### WRITTEN INSTRUCTION
Restate the data exactly as given and keep the pictures out.

### MATERIALS PROVIDED

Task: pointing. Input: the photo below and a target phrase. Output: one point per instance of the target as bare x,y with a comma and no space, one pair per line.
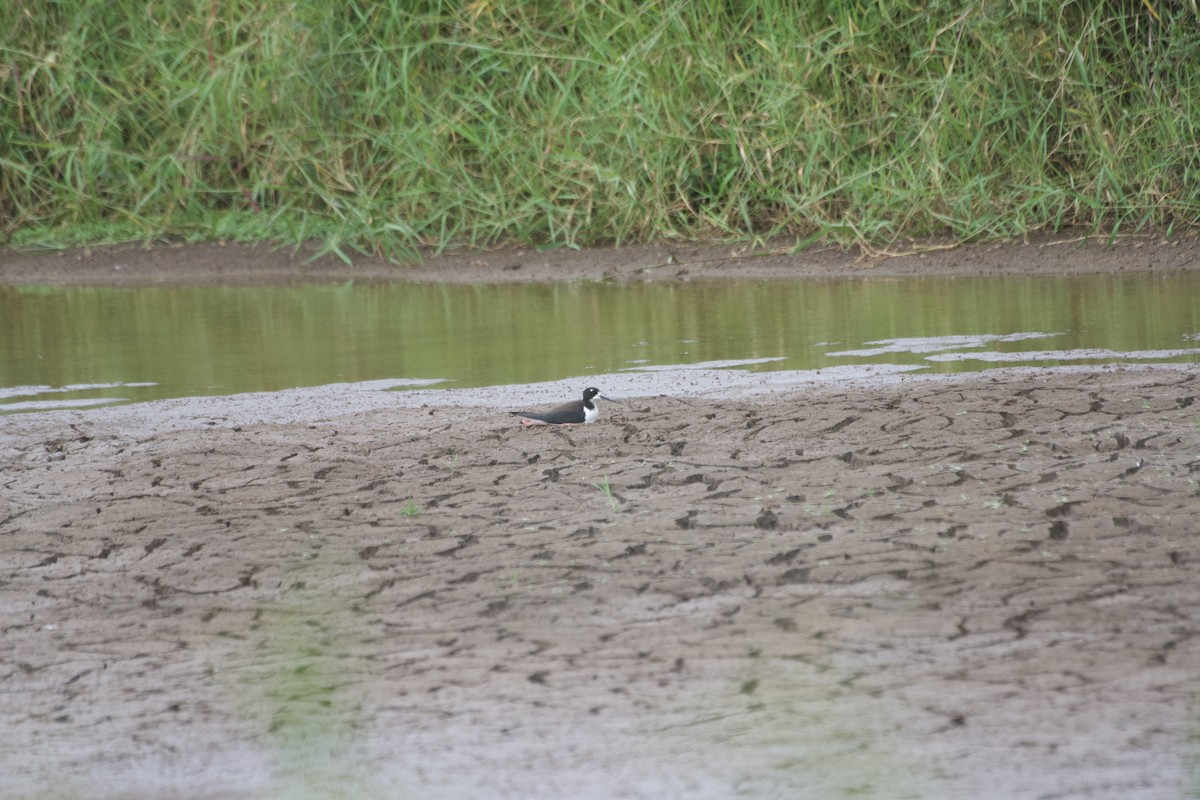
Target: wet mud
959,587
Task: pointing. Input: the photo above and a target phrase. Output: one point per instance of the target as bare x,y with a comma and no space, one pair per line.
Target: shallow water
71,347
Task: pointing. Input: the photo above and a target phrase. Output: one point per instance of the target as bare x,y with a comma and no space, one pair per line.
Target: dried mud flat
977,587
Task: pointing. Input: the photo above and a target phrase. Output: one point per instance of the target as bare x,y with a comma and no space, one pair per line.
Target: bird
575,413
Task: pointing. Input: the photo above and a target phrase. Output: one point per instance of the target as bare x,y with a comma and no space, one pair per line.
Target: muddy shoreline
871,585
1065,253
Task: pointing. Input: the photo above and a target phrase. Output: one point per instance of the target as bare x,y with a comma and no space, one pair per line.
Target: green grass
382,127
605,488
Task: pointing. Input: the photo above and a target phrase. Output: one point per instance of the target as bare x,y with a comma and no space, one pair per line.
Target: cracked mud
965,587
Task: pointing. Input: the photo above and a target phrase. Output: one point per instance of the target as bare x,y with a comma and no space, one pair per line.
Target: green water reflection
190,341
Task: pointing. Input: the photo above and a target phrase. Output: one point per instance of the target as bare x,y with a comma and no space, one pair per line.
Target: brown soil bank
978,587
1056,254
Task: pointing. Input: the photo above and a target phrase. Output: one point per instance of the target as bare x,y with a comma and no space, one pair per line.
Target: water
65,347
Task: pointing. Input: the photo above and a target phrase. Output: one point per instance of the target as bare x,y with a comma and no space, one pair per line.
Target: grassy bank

### SOLUTION TO THIS EXERCISE
Task: pointing. Input: the photo below and a target phrase. Output: one point per instance of the target as bare x,y with a comma and no space, one pair per line.
Target: wet mud
959,587
Task: pointing. Input: the photo above and a target phrase. Output: one point per instance of the target as bare x,y with a comma and no space, one pair per line.
Target: shallow water
71,347
Task: pointing. Input: the photo above and a target phrase. Output: one point per instance of the target as bare x,y with a comma and no space, one pair per line.
Target: dried mud flat
977,587
Task: pointing. Input: the photo above and a target phrase. Output: one point per instance of the target as bare x,y with a comma and no space, one pair per line.
Target: bird
575,413
Task: pointing. Input: the photo above and a target phrase. Output: one point per instance of the target as bare x,y with a comma and no space, one pair per line.
Target: muddy shoreline
871,585
1065,253
Task: pointing. Input: the photo above and a target phrase. Output: one point per instance of the target as bare x,y with a comma and no space, one pair per line.
Target: green grass
382,127
605,488
Task: pointing. Input: the photo above and a target phrase. Output: one point per instance of the target as bare x,y with a comma and no space, one pair per line.
Target: cracked mud
965,587
Task: pointing. Input: the photo above and a target phrase. Output: one point per instance of the target as bare x,y with a comma and no space, one pair per line.
Target: green water reflection
190,341
Task: pointing. Input: the photo above and a target phrase. Output: one point per instance of the target as bare x,y with a comma and no space, one pair per line.
Target: brown soil bank
978,587
1056,254
Task: pointing. Input: the photo above and a target phrase. Output: one point per instance of the target as bare x,y with a comma and no space, one pair per line.
Target: water
65,347
Task: pointing. Input: the photo above and a target phrase. Output: one point per instance of the target as bare x,y with a comma and no space, one pair per line.
Target: grassy bank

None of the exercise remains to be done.